Data provided:
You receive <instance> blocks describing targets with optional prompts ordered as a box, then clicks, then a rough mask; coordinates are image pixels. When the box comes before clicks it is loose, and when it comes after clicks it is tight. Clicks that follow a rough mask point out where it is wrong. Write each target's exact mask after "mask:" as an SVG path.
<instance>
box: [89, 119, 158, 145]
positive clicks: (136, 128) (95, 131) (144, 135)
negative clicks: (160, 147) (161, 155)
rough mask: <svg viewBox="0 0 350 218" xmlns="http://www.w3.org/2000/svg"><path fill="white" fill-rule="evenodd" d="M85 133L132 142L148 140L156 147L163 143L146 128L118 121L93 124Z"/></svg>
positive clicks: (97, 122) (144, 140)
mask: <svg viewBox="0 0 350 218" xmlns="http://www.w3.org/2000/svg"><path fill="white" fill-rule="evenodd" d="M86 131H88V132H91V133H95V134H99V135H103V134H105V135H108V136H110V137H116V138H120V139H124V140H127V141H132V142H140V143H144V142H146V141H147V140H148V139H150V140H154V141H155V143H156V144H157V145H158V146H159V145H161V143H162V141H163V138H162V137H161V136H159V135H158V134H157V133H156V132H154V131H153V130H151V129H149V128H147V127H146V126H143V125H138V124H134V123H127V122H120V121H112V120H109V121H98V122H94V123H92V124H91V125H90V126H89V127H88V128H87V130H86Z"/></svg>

Brief: Would you write down every record again, exactly?

Answer below:
You receive <instance> blocks describing targets with optional prompts ordered as a box, then clicks, then a rough mask; coordinates are image pixels. When the box comes before clicks it is loose, and when it comes after clicks it is tight. Clicks that follow a rough mask point out where it is wrong. Write each target's exact mask after "mask:" as an SVG path.
<instance>
box: [89, 119, 158, 145]
positive clicks: (136, 128) (95, 131) (144, 135)
negative clicks: (160, 147) (161, 155)
rough mask: <svg viewBox="0 0 350 218" xmlns="http://www.w3.org/2000/svg"><path fill="white" fill-rule="evenodd" d="M85 133L132 142L148 140L156 147L163 143L146 128L118 121L93 124Z"/></svg>
positive clicks: (97, 122) (144, 140)
mask: <svg viewBox="0 0 350 218" xmlns="http://www.w3.org/2000/svg"><path fill="white" fill-rule="evenodd" d="M86 131H88V132H91V133H95V134H99V135H103V134H105V135H108V136H110V137H116V138H120V139H124V140H127V141H132V142H140V143H144V142H146V141H147V140H148V139H150V140H154V141H155V143H156V144H157V145H158V146H159V145H161V143H162V141H163V138H162V137H161V136H159V135H158V134H157V133H156V132H154V131H153V130H151V129H149V128H147V127H146V126H143V125H138V124H134V123H127V122H120V121H112V120H109V121H98V122H94V123H92V124H91V125H90V126H89V127H88V128H87V130H86Z"/></svg>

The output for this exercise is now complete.